§ **Stated exercise**
Pick out every line in the listing below that contains the word "scratch", and copy each of those lines in full.

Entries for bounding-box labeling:
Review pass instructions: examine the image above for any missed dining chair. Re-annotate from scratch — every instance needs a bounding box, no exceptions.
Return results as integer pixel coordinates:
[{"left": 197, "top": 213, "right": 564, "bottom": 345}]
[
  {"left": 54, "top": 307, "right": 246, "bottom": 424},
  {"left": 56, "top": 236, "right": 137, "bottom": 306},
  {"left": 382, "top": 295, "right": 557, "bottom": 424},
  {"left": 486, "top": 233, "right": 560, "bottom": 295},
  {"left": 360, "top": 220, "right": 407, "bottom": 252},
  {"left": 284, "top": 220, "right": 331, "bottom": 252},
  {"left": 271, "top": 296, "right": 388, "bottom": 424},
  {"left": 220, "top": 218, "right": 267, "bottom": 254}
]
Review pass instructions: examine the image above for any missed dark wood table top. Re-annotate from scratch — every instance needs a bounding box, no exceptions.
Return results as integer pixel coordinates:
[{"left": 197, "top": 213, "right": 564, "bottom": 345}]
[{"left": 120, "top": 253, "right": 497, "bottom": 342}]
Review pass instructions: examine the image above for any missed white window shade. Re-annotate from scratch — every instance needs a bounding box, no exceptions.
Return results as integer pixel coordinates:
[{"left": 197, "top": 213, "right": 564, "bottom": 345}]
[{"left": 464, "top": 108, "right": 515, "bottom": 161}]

---

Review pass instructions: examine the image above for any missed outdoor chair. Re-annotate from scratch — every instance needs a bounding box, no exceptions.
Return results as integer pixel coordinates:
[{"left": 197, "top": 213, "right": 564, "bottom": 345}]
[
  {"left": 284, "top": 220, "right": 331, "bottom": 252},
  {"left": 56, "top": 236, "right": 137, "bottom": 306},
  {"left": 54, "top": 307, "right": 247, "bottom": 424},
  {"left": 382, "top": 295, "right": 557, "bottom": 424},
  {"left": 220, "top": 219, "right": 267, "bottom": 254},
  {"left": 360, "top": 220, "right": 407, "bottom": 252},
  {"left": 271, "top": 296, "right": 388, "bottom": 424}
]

§ **Solution to the problem**
Review pass instructions: examine the image above for any missed dining chair. Re-annotate from scratch — every instance needs a bounding box, no exceptions.
Review pass instructions: examine the image above for any missed dark wood table top. Re-annotate from scratch — every instance needs a bounding box, no exceptions.
Review pass instructions: examine the image above for any missed white window shade. Re-annotate from scratch — every instance needs a bounding box, no exceptions.
Review pass instructions: examine the image above for any missed outdoor chair. Re-annotate from scratch — every instance needs a bounding box, no exceptions.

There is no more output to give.